──────── GIVEN RECORDS ────────

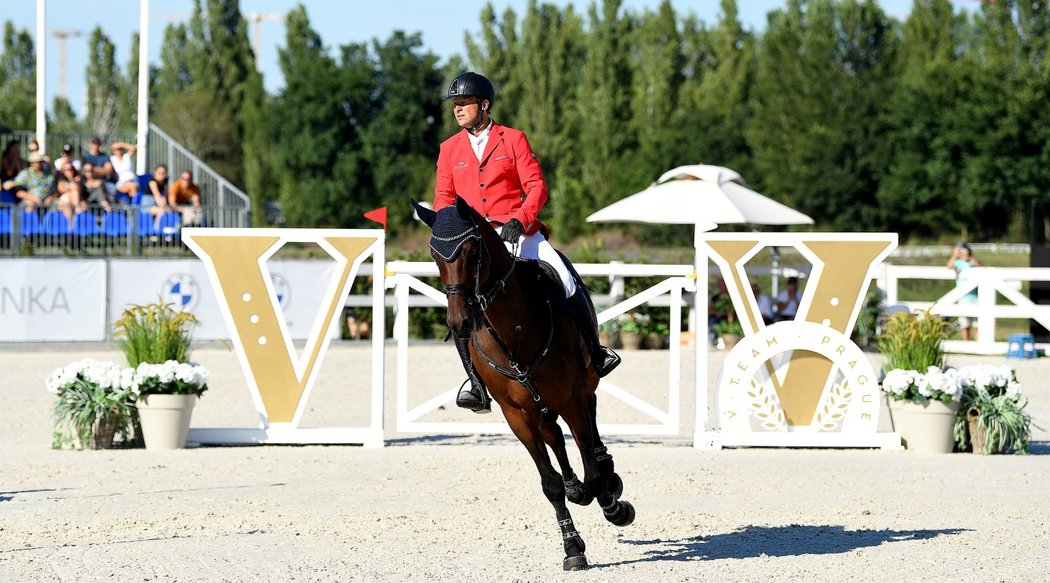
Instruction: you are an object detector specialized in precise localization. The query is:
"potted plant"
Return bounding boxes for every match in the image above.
[113,303,208,450]
[954,365,1031,454]
[46,358,134,450]
[711,318,743,350]
[879,311,962,453]
[648,321,671,350]
[617,312,645,350]
[131,360,208,450]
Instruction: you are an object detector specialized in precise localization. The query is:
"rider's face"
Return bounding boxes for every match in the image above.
[453,97,481,127]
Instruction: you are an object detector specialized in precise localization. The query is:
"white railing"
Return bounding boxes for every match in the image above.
[876,264,1050,355]
[386,262,695,435]
[146,124,250,227]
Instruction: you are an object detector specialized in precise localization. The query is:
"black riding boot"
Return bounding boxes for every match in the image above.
[569,286,620,377]
[453,335,492,413]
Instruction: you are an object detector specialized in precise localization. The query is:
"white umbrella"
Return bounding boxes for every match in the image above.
[587,165,813,426]
[587,165,813,227]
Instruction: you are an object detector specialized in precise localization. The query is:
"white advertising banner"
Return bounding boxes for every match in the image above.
[0,258,106,341]
[109,258,339,340]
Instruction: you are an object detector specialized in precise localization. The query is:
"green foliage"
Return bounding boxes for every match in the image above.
[0,0,1050,240]
[953,366,1032,454]
[51,378,134,450]
[956,393,1032,454]
[113,303,197,368]
[85,26,130,134]
[0,21,37,128]
[854,286,883,348]
[879,310,952,371]
[711,320,743,336]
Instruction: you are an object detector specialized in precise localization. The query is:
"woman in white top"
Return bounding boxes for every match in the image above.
[109,142,139,201]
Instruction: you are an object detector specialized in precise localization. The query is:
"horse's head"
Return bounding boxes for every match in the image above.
[412,197,507,338]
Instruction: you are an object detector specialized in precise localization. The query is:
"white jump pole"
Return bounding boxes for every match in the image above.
[135,0,149,174]
[37,0,47,154]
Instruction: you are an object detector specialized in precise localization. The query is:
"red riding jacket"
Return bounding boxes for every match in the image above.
[434,122,547,235]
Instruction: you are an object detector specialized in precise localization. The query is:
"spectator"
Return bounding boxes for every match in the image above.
[44,161,81,226]
[0,140,25,196]
[168,170,203,226]
[80,161,113,211]
[139,164,169,216]
[81,137,117,183]
[776,276,802,321]
[12,151,55,210]
[948,241,981,340]
[109,142,139,201]
[55,144,80,176]
[29,138,55,174]
[751,284,775,324]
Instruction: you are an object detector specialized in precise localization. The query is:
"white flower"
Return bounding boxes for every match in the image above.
[45,358,130,394]
[131,360,208,395]
[882,367,962,400]
[959,365,1021,396]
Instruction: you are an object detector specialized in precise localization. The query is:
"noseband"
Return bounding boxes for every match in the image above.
[444,225,516,312]
[431,225,558,422]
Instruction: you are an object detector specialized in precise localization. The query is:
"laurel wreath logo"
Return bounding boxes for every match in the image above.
[817,379,853,431]
[748,379,788,431]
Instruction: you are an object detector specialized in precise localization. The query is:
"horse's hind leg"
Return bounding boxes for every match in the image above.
[541,422,594,506]
[567,394,634,526]
[504,411,587,570]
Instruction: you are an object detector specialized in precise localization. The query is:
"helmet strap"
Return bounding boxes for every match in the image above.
[469,98,488,136]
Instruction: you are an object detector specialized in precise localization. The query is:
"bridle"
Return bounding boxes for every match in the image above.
[436,225,517,315]
[436,225,558,422]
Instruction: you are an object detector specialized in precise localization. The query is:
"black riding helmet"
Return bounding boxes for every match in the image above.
[441,70,496,111]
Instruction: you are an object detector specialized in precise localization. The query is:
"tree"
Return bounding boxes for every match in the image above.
[47,97,83,131]
[86,26,129,136]
[877,0,970,237]
[361,30,444,233]
[272,6,374,227]
[621,0,685,186]
[0,21,37,128]
[747,0,896,230]
[667,0,756,179]
[567,0,631,237]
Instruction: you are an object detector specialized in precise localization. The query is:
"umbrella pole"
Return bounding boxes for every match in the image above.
[693,224,717,447]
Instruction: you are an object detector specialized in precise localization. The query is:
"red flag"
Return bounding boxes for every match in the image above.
[364,207,386,231]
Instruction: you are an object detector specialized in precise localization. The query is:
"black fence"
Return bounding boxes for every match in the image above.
[0,204,246,256]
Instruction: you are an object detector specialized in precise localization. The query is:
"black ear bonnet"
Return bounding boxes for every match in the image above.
[431,206,479,262]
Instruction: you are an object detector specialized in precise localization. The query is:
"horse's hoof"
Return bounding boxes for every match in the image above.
[562,555,587,570]
[605,502,634,526]
[565,478,594,506]
[609,474,624,500]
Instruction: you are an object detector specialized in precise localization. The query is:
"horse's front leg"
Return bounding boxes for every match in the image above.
[540,422,594,506]
[503,408,587,570]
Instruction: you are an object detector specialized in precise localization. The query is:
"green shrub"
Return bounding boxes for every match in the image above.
[879,310,952,371]
[113,303,198,368]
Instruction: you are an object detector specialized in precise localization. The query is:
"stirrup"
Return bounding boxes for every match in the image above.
[591,346,621,378]
[456,378,492,415]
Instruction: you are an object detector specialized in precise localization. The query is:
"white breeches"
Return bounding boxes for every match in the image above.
[504,231,576,298]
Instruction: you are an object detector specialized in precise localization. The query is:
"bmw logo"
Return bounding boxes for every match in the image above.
[161,273,201,311]
[270,273,292,310]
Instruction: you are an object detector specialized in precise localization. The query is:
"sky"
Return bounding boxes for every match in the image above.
[0,0,912,114]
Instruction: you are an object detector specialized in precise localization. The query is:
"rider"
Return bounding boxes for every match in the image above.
[434,71,620,413]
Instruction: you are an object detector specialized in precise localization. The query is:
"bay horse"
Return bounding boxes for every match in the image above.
[412,197,634,570]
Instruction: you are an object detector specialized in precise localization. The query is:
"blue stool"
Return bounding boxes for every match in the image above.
[1006,334,1038,358]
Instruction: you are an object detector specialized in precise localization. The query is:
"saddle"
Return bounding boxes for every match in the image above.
[515,256,583,313]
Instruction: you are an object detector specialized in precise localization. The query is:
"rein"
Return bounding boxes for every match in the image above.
[445,225,558,422]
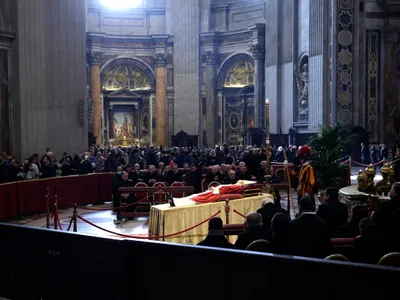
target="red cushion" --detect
[218,194,243,201]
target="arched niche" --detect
[100,58,156,146]
[217,53,255,145]
[100,58,156,91]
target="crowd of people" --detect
[0,145,296,183]
[198,183,400,264]
[0,145,400,263]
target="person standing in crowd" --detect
[336,204,368,238]
[289,196,331,258]
[41,155,57,178]
[317,187,349,237]
[197,217,233,249]
[290,146,316,200]
[234,213,271,250]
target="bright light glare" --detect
[101,0,143,9]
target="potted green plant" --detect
[309,124,354,187]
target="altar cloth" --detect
[149,195,273,244]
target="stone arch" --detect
[100,57,156,91]
[217,52,254,89]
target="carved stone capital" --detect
[201,51,219,65]
[250,44,265,59]
[88,51,101,65]
[153,53,168,67]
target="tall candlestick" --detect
[265,98,272,194]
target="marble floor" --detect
[9,203,149,238]
[9,168,368,238]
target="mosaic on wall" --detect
[366,30,381,143]
[225,60,254,87]
[336,0,354,127]
[102,66,150,91]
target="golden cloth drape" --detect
[149,195,266,244]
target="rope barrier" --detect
[67,218,74,231]
[54,206,62,230]
[78,210,221,240]
[58,194,154,211]
[353,159,385,167]
[233,209,246,219]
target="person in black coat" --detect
[289,196,332,258]
[111,166,123,212]
[224,170,239,184]
[0,152,12,183]
[197,217,233,249]
[317,187,349,237]
[385,209,400,253]
[234,213,272,250]
[335,204,368,238]
[41,155,57,178]
[257,194,288,230]
[262,213,290,255]
[353,218,386,264]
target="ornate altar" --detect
[101,61,155,147]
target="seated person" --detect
[143,165,163,186]
[263,213,290,255]
[317,187,349,237]
[114,171,136,220]
[255,160,267,182]
[165,163,183,185]
[354,218,386,264]
[336,204,368,238]
[385,209,400,252]
[257,196,288,230]
[224,170,239,184]
[166,180,255,206]
[234,213,271,250]
[197,217,233,249]
[206,165,224,184]
[236,162,254,180]
[289,196,332,258]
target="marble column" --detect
[202,51,222,147]
[90,53,103,145]
[250,44,265,129]
[383,27,400,148]
[107,105,114,142]
[149,93,157,145]
[155,54,167,146]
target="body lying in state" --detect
[168,180,274,206]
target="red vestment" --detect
[190,184,243,203]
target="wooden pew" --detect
[118,186,194,217]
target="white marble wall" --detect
[167,0,200,135]
[11,0,88,159]
[298,0,310,54]
[278,62,294,133]
[308,55,327,132]
[87,0,166,35]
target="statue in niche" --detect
[294,55,308,121]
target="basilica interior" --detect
[0,0,400,299]
[0,0,400,157]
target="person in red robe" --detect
[167,180,256,206]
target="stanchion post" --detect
[54,199,58,230]
[46,188,50,228]
[225,200,231,224]
[72,203,78,232]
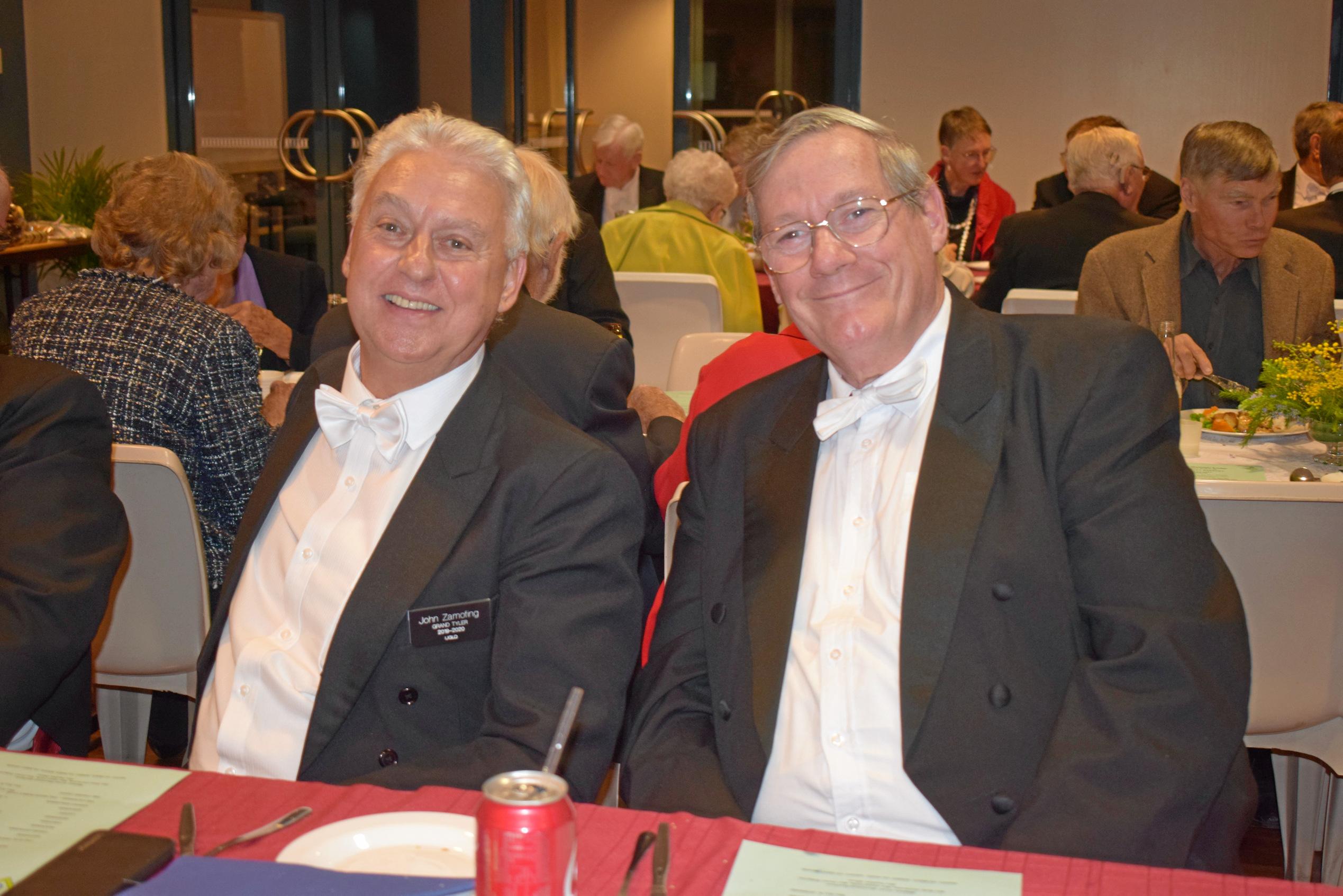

────────

Render the records as a JSON list of strings, one string per line, starting with the first line of the records and going on through the line containing "[131,360,208,450]". Skip blank lines and leave the pictures out.

[
  "Instruction: you are an object detector specialized in precise localization. The query is:",
  "\"potted plant\"",
  "Return bounding boxes for every match in the image above.",
  "[113,303,208,450]",
  "[954,365,1031,454]",
  "[46,358,134,450]",
  "[711,318,743,350]",
  "[879,311,962,453]",
  "[648,321,671,350]",
  "[617,312,645,350]",
  "[131,360,208,450]"
]